Zawód ratownika medycznego jest jednym z kilku, w których na co dzień mamy do czynienia z różnego rodzaju emocjami, pozytywnymi i – niestety – negatywnymi. W trakcie pełnienia dyżuru zawsze musimy panować nad emocjami, by trzeźwo oceniać zagrożenie życia i zdrowia.
Jak sytuacje obserwowania z bliska śmierci ludzi wpłynęły na Pańskie życie, priorytety i postrzeganie świata?
W mojej karierze zawodowej było wiele tzw. bezpośrednich spotkań ze śmiercią drugiego człowieka. Wszystkie te sytuacje wywołują refleksje, rozważania o życiu, o tym, co jest ważne. Zawsze jestem szczęśliwy, gdy powracam cały i zdrowy do domu, do osób, które pod moją nieobecność martwią się o mnie w trakcie pełnienia dyżuru.
Zmieniło się Pana postrzeganie świata?
Oczywiście, takie sytuacje powodują inne postrzeganie świata, nawet u tak doświadczonych zawodowo osób jak ja, pracujący 24 lata w zawodzie pielęgniarza. Moje osobiste doświadczenie to określenie sobie priorytetów: zdrowie, rodzina.
Które akcje ratunkowe są najtrudniejsze?
Moim zdaniem do najtrudniejszych akcji ratunkowych i najbardziej obciążających dla psychiki należą wyjazdy do wszystkich wypadków z udziałem dzieci. Jednak każdy z nas na pewno inaczej by odpowiedział na to pytanie. Dla mnie osobiście zdarzenia z dziećmi są najbardziej stresujące.
Jak pocieszyć rodziców, których dziecko kilka chwil wcześniej umarło?
W takich sytuacjach jest bardzo trudno o dobór odpowiednich słów, jednak jak obserwuję z biegiem lat, czasem nie trzeba nic mówić, wystarczy wysłuchać, podać dłoń, a nawet na chwilę wziąć w ramiona. Oczywiście w takich chwilach są zadawane różnego rodzaju pytania, i myślę, że trzeba odpowiedzieć na każde z nich wedle posiadanej wiedzy. Zawsze trzeba zaproponować pomoc psychologiczną i wsparcie innych członków rodziny, których dotknęła taka tragedia.

▸ **Wymagania zadań**:
- A) Proszę powtórzyć słowo w słowo część wywiadu z ratownikiem medycznym, zaczynając od słów "Zawód ratownika medycznego" i prowadząc aż po słowa "trakcie pełnienia dyżuru.".
- B) Zdanie z wywiadu z ratownikiem medycznym „Dla mnie osobiście zdarzenia z dziećmi są najbardziej stresujące.” należy przełożyć na język angielski.
- C) Proszę wyjaśnić na podstawie wywiadu z ratownikiem medycznym, dlaczego w trakcie pełnienia dyżuru trzeba panować nad emocjami.

(Wpisy danych)
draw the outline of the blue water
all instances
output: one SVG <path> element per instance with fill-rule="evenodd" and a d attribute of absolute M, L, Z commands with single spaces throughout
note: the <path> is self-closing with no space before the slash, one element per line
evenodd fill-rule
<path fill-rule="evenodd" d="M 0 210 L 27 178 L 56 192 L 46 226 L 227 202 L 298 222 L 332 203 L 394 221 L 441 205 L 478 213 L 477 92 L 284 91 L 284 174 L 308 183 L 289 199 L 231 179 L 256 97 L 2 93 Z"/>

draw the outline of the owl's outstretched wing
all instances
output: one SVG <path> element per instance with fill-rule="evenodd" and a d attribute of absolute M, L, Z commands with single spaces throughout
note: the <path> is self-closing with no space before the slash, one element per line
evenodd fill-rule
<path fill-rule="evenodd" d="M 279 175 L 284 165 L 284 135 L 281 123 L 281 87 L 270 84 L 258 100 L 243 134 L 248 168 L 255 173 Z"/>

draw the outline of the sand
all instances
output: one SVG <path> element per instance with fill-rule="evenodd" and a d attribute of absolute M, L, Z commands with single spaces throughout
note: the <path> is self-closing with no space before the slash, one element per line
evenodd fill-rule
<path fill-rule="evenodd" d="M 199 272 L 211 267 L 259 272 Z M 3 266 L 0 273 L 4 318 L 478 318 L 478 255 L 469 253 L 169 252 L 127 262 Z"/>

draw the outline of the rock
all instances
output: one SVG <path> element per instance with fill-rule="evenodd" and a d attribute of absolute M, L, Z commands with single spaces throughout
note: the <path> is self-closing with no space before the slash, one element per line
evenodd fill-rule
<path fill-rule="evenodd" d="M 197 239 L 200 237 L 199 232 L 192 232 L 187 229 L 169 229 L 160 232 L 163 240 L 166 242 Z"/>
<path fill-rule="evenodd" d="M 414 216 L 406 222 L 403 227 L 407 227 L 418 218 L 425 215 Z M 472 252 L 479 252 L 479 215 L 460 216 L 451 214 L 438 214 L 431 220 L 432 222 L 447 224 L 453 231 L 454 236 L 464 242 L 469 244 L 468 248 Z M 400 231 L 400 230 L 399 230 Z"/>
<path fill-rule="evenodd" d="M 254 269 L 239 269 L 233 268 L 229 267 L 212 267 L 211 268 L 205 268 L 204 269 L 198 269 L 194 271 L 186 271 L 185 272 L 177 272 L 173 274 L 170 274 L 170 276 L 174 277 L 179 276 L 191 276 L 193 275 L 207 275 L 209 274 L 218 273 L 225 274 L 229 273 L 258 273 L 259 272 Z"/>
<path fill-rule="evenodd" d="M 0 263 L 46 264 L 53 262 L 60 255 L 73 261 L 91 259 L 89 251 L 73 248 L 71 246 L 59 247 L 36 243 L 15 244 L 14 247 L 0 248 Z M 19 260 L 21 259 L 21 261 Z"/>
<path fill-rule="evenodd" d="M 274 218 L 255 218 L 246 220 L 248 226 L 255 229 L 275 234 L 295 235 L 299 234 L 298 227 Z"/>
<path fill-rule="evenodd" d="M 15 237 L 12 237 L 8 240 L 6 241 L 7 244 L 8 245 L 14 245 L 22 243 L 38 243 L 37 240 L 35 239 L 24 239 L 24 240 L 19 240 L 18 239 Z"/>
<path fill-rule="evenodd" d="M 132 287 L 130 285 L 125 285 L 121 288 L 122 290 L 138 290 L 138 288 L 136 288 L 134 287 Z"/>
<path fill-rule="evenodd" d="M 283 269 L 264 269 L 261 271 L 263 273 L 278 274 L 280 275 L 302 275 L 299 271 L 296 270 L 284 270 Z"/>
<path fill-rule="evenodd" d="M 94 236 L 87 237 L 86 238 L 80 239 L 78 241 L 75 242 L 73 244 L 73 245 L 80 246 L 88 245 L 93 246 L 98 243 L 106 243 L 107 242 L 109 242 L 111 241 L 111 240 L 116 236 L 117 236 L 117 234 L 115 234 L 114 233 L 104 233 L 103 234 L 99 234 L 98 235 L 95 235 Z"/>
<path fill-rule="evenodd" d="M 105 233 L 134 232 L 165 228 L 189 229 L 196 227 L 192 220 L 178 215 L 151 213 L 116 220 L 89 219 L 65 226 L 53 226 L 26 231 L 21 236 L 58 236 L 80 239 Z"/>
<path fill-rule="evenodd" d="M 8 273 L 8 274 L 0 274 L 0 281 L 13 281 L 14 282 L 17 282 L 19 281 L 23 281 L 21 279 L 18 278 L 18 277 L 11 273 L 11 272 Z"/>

▸ **Rozwiązania zadań**:
- A)
Zawód ratownika medycznego jest jednym z kilku, w których na co dzień mamy do czynienia z różnego rodzaju emocjami, pozytywnymi i – niestety – negatywnymi. W trakcie pełnienia dyżuru zawsze musimy panować nad emocjami, by trzeźwo oceniać zagrożenie życia i zdrowia.
Jak sytuacje obserwowania z bliska śmierci ludzi wpłynęły na Pańskie życie, priorytety i postrzeganie świata?
W mojej karierze zawodowej było wiele tzw. bezpośrednich spotkań ze śmiercią drugiego człowieka. Wszystkie te sytuacje wywołują refleksje, rozważania o życiu, o tym, co jest ważne. Zawsze jestem szczęśliwy, gdy powracam cały i zdrowy do domu, do osób, które pod moją nieobecność martwią się o mnie w trakcie pełnienia dyżuru.

- B) For me personally, incidents involving children are the most stressful.

- C) Nad emocjami trzeba panować w trakcie dyżuru, aby trzeźwo oceniać zagrożenie życia i zdrowia.